(Beginning of Data for the task)
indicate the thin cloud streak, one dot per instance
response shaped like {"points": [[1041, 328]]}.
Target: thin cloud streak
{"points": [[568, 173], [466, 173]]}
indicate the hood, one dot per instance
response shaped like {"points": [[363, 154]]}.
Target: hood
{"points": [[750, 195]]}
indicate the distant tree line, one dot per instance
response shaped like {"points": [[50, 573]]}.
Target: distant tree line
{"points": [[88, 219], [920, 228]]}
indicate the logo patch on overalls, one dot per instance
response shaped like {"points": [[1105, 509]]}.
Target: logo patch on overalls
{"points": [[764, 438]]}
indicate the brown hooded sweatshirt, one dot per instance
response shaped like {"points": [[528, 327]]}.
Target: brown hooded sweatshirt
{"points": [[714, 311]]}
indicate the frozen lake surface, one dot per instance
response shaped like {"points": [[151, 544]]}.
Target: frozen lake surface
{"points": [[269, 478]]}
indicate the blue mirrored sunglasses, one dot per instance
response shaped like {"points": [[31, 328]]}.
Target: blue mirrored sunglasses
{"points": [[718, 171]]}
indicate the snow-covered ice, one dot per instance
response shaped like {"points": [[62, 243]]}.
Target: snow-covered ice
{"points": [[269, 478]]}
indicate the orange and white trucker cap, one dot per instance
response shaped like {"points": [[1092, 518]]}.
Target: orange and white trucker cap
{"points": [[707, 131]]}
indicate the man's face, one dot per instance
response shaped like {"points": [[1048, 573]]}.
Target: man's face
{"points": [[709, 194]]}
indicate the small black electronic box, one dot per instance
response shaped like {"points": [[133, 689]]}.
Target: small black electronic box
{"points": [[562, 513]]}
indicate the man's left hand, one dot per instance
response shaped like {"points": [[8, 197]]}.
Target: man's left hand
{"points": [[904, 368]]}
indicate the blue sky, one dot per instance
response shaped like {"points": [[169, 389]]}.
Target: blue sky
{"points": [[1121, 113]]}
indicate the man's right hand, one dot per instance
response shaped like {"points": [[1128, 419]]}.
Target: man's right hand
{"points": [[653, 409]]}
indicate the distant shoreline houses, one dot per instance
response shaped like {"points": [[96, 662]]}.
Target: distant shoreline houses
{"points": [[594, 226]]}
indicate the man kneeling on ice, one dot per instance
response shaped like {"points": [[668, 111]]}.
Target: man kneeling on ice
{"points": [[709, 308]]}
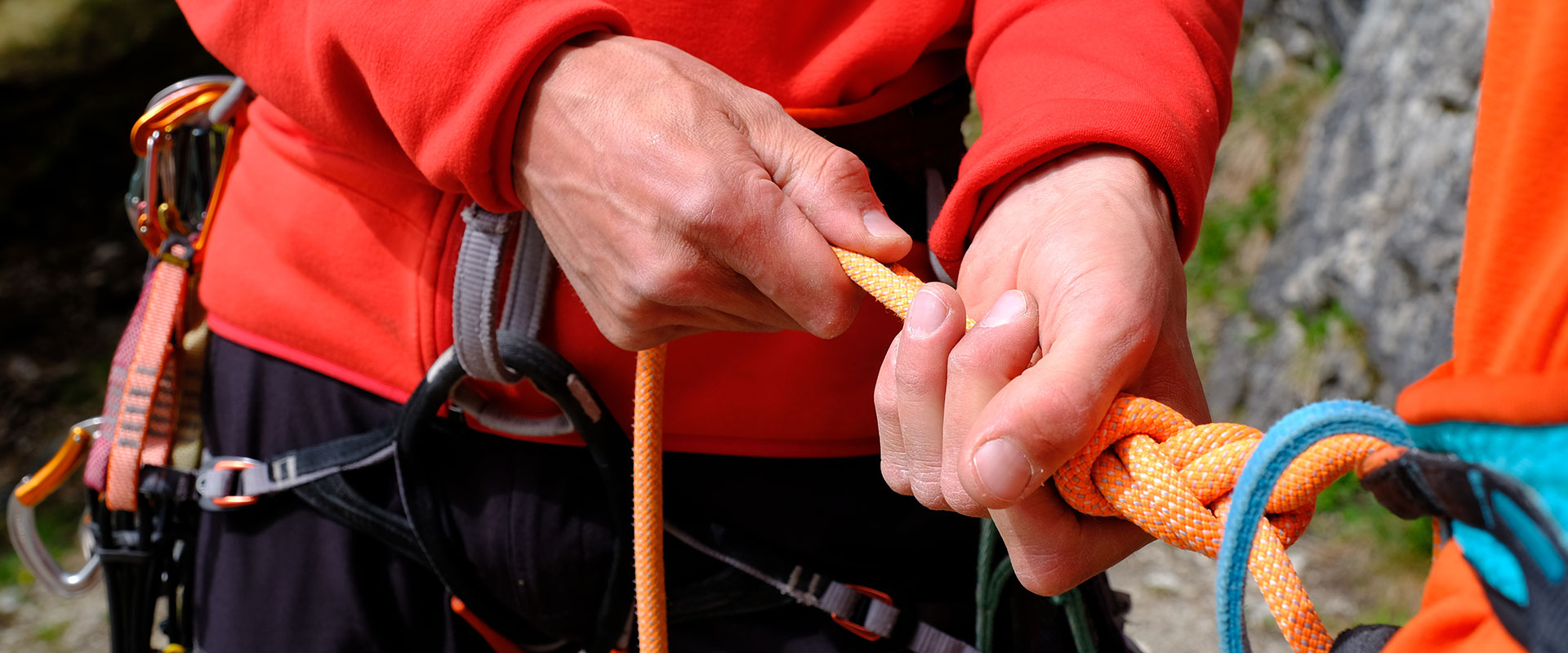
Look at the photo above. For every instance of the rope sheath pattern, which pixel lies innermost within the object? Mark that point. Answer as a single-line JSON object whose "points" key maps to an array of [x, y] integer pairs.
(End of Data for the task)
> Your assignment: Beginning with the line that holds "indicate the man's right" and ending with the last line of the material above, extract every line exactly, pictures excluded.

> Exercise result:
indicate the man's right hand, one dot per instance
response shaped like {"points": [[1128, 419]]}.
Target: man's right hand
{"points": [[653, 409]]}
indicate the distant shoreline houses, one dot per instance
response shaped like {"points": [[96, 662]]}.
Target: distant shoreline houses
{"points": [[594, 226]]}
indicate the man kneeling on ice, one dot per instance
response shaped like {"points": [[668, 111]]}.
Target: man kneeling on ice
{"points": [[709, 308]]}
Look at the photo above. For every instance of the rope sheath pattern, which pixel lies innermost within the object? Mark that point. Answer as a single-line JSON object whose "points" key maps to an array of [x, y] integer pairs.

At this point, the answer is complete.